• PROVA TU:
Riporta parola per parola il passo del testo sul Primo Maggio che comincia con “La bioeconomia, l’economia” e termina con “Buon Primo Maggio.”.

• TESTO DELL'ESERCIZIO:
Primo Maggio. Intanto … la dovremmo chiamare Festa del lavoro o Festa dei Lavoratori? Cominciamo da qui perché la questione non è filata con lana caprina, visto che anche l’osservatore più distratto converrà che c’è una qualche differenza tra il celebrare un’attività o chi invece quell’azione la svolge. Prendiamo allora per buona la definizione inglese di “International Workers’ Day”, ma facciamolo sottovoce. Perché nel Paese che ha istituito le Trade Unions, nella patria dei primi sindacati operai, oggi il Primo Maggio è finito intruppato nell’anonimo Lunedì di un Bank Holiday.
Festa dei lavoratori dunque, ma forse è tempo di adeguare la stessa definizione di lavoro ai tempi dell’oggi e dell’immediato domani. Anche per il concorso dell’emergenza pandemica, andiamo infatti assistendo ad una frattura anche generazionale tra differenti idee di lavoro.
Pensiamo proprio a quello che impropriamente chiamiamo “smart working”, al fatto che milioni di persone hanno proseguito a lavorare senza recarsi fisicamente su quello che è stato il luogo per esercitare le loro attività. Con il lockdown, abbiamo finito per interrogarci non più sul “dove”, ma sul “come” lavorare. Le moderne tecnologie non hanno peraltro messo da parte il senso collettivo del lavoro, perché nuove e a volte più complesse comunità si sono venute a formare nel misurarsi su progetti comuni. Significativamente, la fine dell’emergenza pandemica non ha chiuso quelle esperienze, ma semmai le ha strutturate in modo più organico.
La bioeconomia, l’economia circolare fanno da stimolo a questi nuovi processi produttivi, anzi in qualche misura suscitano nuove idee, nuove professioni, nuove idee di lavoro. Dal design all’artigianato, vecchi e nuovi mestieri si propongono per un modo radicalmente diverso di pensare l’economia, i rapporti di produzione, i meccanismi di distribuzione. E – perché no? – nel celebrare il lavoro e i lavoratori sarà bene festeggiare ogni anno un po’ di più il tempo libero. Buon Primo Maggio.

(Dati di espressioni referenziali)
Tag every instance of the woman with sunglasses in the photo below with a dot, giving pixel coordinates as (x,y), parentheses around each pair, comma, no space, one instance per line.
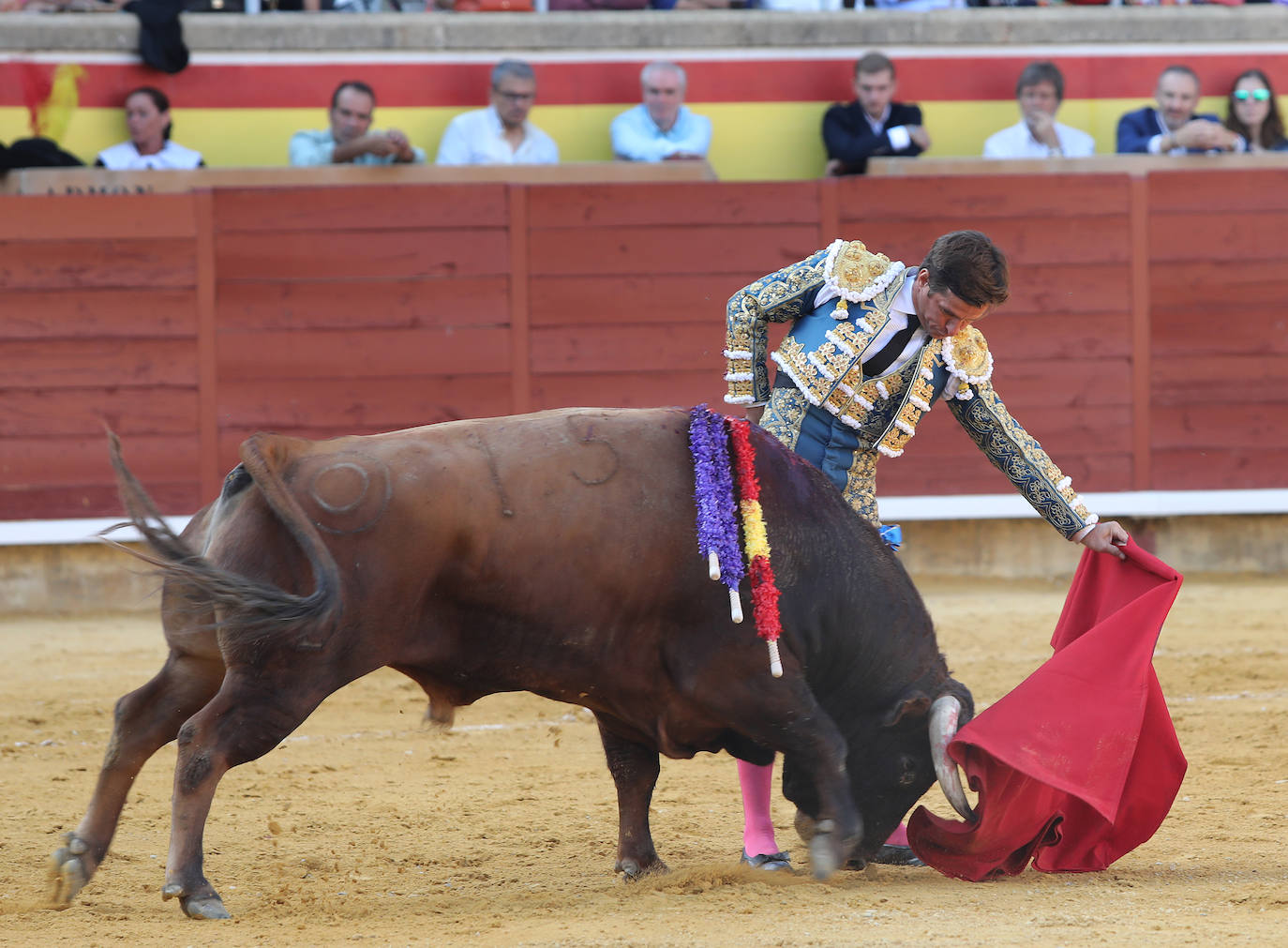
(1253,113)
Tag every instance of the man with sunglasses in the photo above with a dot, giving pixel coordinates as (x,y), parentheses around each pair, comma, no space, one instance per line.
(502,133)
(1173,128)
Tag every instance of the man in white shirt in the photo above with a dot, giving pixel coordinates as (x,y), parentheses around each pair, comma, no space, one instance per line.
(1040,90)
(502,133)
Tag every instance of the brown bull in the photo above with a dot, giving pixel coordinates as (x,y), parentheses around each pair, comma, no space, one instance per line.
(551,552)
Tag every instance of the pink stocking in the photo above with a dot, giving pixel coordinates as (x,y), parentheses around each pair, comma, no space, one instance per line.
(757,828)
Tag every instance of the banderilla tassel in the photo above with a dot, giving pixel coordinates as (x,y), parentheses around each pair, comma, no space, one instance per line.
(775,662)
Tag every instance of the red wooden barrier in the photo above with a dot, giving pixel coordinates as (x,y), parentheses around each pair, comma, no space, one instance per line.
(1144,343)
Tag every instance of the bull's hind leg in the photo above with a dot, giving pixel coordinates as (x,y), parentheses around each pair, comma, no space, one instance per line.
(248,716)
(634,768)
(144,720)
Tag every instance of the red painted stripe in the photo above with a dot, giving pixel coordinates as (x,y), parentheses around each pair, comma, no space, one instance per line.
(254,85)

• RISPOSTA QUI SOTTO:
La bioeconomia, l’economia circolare fanno da stimolo a questi nuovi processi produttivi, anzi in qualche misura suscitano nuove idee, nuove professioni, nuove idee di lavoro. Dal design all’artigianato, vecchi e nuovi mestieri si propongono per un modo radicalmente diverso di pensare l’economia, i rapporti di produzione, i meccanismi di distribuzione. E – perché no? – nel celebrare il lavoro e i lavoratori sarà bene festeggiare ogni anno un po’ di più il tempo libero. Buon Primo Maggio.